● Tasks to carry out
A. In the Ustvolskaya listening notes, what ends the Trio for violin, clarinet & piano?
B. Why does the writer of the Ustvolskaya listening notes call the Trio a transitional work? Answer in one to three sentences, using the reasons the notes give.
C. Continue the Ustvolskaya listening notes from the point where they stop.

● Document
===============
What follows is a list of my favorite Ustvolskaya works, the ones that have withstood repeated listening (if only just barely in some cases), along with my listening notes:

:: Trio for violin, clarinet & piano (1949) • Beths, De Boer & De Leeuw [hat ART; 17']
This has the feel of a deconstructed and stripped-down cross between Shostakovich's Piano Trio No. 2 and Messiaen's _Quatuor pour la fin du temps_, with the violin-dominated parts sounding something like the former and the clarinet-dominated parts sounding something like the latter. It's a transitional work, dispensing with the relatively Romantic feel of her earlier Piano Concerto and First Symphony but not yet achieving the style she would become famous/infamous for, though there are hints of it-indeed, the strange minute-long piano solo that ends the work sounds like an omen of what's to come. This is Ustvolskaya for those who don't like Ustvolskaya (and for those who do). (I'd say that the Trio is her most "accessible" work, but that term carries with it too much condescending baggage.) The hat ART trio give it a powerful, compelling performance.
===============
● Listed records
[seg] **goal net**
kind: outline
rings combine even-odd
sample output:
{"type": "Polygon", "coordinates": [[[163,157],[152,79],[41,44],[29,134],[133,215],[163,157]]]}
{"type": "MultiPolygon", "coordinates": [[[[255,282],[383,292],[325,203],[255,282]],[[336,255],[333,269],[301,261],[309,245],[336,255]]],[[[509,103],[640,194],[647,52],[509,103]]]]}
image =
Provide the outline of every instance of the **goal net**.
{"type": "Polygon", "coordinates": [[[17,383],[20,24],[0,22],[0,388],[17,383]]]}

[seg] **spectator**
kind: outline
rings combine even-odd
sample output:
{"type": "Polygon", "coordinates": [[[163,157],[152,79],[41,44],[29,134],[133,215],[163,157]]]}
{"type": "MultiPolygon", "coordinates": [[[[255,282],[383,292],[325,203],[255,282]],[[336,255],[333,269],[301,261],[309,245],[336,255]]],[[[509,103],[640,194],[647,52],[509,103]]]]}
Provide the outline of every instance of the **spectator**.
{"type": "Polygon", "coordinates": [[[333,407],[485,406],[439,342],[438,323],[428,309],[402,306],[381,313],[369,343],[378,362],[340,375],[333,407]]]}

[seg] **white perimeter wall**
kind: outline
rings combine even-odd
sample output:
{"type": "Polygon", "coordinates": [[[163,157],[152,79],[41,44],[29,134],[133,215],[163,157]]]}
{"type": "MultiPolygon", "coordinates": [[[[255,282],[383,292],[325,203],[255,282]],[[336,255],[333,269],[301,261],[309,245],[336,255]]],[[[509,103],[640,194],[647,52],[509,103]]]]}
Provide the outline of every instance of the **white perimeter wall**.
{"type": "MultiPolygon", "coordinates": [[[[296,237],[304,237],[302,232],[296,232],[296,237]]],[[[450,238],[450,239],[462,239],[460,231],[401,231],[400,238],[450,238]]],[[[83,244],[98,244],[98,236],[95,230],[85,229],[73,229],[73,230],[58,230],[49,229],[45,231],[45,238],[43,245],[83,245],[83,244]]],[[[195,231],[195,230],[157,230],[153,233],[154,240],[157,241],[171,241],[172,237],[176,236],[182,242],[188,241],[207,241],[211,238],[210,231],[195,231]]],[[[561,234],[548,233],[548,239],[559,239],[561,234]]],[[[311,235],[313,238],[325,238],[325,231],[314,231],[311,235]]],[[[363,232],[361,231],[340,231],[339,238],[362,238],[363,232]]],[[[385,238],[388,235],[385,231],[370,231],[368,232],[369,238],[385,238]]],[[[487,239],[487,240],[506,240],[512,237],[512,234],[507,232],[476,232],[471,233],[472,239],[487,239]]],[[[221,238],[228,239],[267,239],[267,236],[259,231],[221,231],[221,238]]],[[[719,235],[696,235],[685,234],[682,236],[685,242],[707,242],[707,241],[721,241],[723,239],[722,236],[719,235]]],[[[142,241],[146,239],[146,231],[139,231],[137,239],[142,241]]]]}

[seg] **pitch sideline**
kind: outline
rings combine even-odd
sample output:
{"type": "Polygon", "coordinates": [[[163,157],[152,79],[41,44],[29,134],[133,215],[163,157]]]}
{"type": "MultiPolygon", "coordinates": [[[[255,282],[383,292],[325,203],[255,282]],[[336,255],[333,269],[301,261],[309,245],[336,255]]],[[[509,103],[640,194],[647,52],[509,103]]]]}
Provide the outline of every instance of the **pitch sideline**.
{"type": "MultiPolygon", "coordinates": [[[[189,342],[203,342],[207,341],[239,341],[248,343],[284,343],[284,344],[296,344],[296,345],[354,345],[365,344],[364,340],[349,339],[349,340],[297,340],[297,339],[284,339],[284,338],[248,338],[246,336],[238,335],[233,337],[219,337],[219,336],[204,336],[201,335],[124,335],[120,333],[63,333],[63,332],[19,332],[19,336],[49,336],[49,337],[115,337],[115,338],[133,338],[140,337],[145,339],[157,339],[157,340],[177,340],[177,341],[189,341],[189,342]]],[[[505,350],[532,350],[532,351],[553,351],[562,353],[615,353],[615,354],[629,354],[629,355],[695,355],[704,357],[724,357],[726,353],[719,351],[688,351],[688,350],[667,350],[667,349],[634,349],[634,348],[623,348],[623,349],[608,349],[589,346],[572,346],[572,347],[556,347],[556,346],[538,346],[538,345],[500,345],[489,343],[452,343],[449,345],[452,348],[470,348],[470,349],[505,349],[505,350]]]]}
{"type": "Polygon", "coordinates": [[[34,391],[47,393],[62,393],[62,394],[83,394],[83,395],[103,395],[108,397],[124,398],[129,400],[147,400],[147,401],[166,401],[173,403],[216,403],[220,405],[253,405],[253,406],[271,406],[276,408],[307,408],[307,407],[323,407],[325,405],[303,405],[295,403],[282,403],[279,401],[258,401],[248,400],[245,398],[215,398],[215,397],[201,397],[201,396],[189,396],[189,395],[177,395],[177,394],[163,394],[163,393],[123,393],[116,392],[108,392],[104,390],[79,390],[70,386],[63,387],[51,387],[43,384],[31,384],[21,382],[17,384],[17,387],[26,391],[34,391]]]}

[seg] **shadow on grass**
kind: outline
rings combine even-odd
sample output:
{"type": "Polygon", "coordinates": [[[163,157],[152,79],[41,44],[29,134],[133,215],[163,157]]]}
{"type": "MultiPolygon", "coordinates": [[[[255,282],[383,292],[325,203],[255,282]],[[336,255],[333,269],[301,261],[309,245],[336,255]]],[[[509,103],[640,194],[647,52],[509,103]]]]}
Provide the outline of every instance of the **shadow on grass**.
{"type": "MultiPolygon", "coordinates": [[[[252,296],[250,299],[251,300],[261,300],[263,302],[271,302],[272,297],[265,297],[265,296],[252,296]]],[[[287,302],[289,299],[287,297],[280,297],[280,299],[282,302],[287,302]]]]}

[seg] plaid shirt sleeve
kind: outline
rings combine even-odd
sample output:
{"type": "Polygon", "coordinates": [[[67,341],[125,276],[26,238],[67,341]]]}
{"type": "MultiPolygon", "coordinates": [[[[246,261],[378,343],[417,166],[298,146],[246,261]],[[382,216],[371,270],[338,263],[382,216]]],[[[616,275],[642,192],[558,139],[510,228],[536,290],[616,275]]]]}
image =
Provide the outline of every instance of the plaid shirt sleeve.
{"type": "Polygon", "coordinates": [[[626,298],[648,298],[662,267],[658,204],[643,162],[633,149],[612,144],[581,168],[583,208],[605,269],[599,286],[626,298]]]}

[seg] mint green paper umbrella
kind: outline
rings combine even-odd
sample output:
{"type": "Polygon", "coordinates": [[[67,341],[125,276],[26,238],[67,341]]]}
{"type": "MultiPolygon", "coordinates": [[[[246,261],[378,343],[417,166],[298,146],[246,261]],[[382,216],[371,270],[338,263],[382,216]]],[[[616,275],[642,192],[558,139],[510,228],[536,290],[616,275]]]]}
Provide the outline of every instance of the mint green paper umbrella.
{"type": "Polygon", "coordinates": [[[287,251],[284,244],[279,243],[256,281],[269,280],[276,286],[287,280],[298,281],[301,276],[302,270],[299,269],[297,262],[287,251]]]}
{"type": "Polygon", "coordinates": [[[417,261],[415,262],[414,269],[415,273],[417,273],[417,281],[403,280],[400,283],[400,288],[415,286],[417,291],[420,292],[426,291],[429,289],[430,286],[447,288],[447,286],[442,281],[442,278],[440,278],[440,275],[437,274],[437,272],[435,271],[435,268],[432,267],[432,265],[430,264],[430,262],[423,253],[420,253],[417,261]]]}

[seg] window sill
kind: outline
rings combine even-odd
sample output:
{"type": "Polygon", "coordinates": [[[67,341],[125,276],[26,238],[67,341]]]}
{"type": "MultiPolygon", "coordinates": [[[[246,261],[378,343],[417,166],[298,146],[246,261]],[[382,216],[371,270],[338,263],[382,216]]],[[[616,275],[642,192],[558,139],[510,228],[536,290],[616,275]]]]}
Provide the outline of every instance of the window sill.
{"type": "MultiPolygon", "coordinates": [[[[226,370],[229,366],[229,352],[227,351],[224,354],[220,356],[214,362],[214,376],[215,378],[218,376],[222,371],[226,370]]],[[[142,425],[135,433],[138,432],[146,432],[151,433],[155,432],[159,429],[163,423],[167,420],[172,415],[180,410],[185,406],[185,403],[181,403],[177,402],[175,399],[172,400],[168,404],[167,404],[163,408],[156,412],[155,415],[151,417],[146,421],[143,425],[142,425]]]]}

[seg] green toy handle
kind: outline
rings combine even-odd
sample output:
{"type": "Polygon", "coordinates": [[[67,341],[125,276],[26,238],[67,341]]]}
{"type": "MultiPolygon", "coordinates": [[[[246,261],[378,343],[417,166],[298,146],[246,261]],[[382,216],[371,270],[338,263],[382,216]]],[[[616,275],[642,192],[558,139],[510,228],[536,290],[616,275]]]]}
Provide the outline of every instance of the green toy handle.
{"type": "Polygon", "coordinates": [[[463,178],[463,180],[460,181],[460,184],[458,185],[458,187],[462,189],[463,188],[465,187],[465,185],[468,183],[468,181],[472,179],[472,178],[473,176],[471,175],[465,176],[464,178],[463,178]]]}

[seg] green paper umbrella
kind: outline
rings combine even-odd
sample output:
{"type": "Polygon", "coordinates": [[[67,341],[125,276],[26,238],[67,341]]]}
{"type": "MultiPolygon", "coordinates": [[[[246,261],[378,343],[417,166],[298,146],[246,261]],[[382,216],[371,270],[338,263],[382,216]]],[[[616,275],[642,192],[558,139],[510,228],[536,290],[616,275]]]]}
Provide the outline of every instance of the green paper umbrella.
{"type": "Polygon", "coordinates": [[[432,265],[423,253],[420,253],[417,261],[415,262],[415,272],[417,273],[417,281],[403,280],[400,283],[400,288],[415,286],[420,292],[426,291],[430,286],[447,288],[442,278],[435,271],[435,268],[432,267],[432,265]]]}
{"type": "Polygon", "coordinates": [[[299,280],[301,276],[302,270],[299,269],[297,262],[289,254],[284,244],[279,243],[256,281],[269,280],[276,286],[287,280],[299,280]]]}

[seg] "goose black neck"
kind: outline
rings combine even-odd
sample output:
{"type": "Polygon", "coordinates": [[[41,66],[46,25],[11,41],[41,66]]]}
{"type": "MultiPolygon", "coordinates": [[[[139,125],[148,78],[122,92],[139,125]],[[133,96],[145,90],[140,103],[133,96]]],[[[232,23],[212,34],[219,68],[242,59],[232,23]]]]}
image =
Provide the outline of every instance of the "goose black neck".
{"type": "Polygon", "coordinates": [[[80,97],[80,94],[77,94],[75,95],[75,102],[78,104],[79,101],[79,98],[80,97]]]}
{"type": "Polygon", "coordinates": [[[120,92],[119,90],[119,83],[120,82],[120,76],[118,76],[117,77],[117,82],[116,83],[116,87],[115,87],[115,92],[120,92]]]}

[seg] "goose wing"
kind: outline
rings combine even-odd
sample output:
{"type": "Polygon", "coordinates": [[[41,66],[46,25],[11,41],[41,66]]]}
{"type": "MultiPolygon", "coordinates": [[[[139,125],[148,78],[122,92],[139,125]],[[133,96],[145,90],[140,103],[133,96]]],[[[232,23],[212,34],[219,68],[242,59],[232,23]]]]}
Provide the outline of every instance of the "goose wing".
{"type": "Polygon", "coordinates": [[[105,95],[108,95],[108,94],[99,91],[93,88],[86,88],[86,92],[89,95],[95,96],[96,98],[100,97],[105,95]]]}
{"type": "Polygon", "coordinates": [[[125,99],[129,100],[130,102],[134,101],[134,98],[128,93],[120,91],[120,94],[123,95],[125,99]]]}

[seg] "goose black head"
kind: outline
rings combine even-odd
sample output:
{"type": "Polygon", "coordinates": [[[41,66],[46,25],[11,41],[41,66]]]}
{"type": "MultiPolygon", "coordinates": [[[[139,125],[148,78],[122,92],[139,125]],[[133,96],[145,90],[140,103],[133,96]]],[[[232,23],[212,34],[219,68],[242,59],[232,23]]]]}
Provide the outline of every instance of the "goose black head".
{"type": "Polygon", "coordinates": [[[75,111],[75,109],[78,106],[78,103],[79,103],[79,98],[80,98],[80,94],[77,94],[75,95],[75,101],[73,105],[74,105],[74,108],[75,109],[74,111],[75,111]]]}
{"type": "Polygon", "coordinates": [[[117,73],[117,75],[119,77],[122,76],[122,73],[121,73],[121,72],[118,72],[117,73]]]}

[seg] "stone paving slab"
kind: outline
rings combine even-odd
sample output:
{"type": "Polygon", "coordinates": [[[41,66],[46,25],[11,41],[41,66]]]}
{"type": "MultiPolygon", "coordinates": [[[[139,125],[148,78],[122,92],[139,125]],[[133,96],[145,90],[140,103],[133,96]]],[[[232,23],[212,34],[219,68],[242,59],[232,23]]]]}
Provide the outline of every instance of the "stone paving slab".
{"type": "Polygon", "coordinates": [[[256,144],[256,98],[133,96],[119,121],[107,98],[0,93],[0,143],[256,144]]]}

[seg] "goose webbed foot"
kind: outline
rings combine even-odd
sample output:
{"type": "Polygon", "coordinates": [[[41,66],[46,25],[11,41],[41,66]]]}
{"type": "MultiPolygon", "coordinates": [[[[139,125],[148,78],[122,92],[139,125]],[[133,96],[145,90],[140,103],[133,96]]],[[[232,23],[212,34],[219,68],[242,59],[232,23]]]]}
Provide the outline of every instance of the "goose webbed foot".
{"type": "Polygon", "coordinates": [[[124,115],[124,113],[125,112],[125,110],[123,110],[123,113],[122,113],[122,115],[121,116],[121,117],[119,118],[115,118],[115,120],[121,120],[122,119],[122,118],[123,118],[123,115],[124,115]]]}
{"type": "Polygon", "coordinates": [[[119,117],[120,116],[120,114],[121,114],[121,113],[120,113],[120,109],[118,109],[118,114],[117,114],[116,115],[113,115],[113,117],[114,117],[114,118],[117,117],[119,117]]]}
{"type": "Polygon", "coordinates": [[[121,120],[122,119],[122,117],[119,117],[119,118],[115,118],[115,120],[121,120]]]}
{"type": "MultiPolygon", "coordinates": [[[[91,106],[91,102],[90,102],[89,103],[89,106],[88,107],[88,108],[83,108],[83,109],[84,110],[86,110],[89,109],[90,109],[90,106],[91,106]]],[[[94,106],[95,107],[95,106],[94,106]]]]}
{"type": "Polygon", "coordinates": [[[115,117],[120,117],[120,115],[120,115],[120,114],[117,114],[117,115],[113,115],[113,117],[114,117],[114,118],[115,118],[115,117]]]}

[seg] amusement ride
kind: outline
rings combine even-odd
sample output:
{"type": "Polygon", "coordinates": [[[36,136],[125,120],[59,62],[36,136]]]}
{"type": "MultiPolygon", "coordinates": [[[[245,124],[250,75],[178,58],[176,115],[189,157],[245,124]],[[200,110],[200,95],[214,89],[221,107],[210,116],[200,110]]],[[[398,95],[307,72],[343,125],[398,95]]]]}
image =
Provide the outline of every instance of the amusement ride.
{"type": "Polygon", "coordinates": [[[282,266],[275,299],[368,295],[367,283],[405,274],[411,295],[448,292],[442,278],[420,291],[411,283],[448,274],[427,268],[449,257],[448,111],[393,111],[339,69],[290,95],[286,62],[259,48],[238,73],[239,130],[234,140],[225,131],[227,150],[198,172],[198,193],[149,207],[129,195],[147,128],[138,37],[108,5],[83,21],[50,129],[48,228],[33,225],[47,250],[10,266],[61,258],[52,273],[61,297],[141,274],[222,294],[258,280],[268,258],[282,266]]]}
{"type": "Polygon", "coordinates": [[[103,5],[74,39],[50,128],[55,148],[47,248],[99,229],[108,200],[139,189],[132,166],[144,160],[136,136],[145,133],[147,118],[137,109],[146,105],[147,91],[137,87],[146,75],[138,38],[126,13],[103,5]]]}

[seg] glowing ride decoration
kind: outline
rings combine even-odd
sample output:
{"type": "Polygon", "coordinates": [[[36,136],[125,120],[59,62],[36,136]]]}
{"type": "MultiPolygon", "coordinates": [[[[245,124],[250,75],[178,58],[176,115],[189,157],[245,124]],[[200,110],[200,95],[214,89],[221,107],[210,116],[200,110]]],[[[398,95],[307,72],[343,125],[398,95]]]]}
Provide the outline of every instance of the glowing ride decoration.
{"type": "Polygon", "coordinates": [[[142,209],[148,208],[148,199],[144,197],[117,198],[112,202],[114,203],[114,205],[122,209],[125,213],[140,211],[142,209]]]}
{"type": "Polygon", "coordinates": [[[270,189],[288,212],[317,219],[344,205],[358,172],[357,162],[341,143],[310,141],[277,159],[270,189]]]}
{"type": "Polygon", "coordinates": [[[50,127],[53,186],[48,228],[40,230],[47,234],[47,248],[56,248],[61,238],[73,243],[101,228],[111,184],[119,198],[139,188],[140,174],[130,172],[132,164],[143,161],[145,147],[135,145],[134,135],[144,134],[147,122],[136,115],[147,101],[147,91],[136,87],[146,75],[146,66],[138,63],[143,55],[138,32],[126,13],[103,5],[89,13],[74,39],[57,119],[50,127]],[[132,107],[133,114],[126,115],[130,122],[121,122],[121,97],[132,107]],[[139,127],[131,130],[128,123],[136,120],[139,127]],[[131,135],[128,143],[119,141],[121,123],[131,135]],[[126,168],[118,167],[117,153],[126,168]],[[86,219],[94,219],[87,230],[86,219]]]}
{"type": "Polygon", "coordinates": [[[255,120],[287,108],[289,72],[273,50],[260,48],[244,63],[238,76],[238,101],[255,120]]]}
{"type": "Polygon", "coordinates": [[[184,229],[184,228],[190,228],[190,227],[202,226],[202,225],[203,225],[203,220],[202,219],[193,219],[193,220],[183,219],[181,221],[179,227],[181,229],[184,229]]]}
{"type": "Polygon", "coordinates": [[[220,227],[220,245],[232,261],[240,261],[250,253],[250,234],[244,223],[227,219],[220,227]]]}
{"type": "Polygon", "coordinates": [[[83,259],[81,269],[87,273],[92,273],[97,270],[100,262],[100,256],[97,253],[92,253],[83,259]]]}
===============
● Response list
A. A strange minute-long piano solo.

B. It drops the relatively Romantic feel of her earlier Piano Concerto and First Symphony. However, it does not yet reach the style she would become famous or infamous for, though it hints at it.

C.
:: Octet for 2 oboes, 4 violins, timpani & piano (1950) • Stephenson/London Musici [Conifer/RCA; 15']
In the multifarious five-movement Octet, Ustvolskaya takes a big step toward the style of her later works. A good part of the Octet sounds like minimalist Stravinsky in primitive mode, with an atmosphere that resembles the stripped-down essence of _Les Noces_; there's also a _Petrouchka_-esque employment of the piano in many places. Other parts sound a bit like deconstructed John Adams, while still others, the opening of the second movement in particular, bring Schnittke's Piano Quintet to mind. The way that Ustvolskaya sometimes isolates sounds and lets them resound and decay to an uncommon extent reminds me of Messiaen's _Et exspecto resurrectionem mortuorum_ and _Messe de la Pentecôte_, as does her use of silence and abrupt halts. The final section, with its martial timpani brutally driving the procession to its abrupt end, has a Berlioz "March to the Scaffold" feel about it. She tends to use the two oboes as one and the four violins as one (in unison or in a clustered way), so the work often sounds as much like a quartet as it does an octet.

:: Grand Duet for cello & piano (1959) • Rostropovich & Lubimov [EMI; 24']
Ustvolskaya here places a timbrally stressed-out, pushed-to-the-limits cello in various difficult situations to see how it will react, then she allows it to contemplate the ordeal. The cello is in distressed voice throughout the first four movements, mostly making simple, bold, repetitious sawing noises, but it's allowed to sing its lament in the long final movement. The piano busily echoes, reinforces, sets the atmosphere, or otherwise accompanies, but the cello seems somehow isolated from and independent of the piano; the piano tries to engage the cello and bring it out of its long, despairing final lament, but the cello ignores it as if it weren't even there. Although Ustvolskaya is always trying to distance herself from Shostakovich, his influence is felt here and there throughout, at least superficially. Rostropovich plays with his usual commanding rhetorical eloquence, and Lubimov comes out of his shell to provide excellent, very pointed accompaniment.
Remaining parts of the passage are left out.